-------- INFORMATION

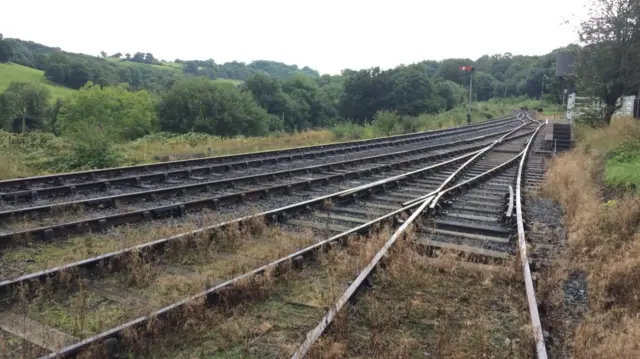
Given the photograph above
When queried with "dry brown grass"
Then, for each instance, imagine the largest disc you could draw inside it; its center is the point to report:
(440, 308)
(603, 241)
(82, 312)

----------------

** DIRECTIONS FOR THIS TASK **
This task asks for the data above repeated exactly, without a single picture.

** EXERCISE RESULT **
Given the photograph above
When queried with "dry brown grass"
Then, for each instance, imagine the largest disc you could draw inside it; its center is the point to report:
(440, 308)
(603, 241)
(82, 312)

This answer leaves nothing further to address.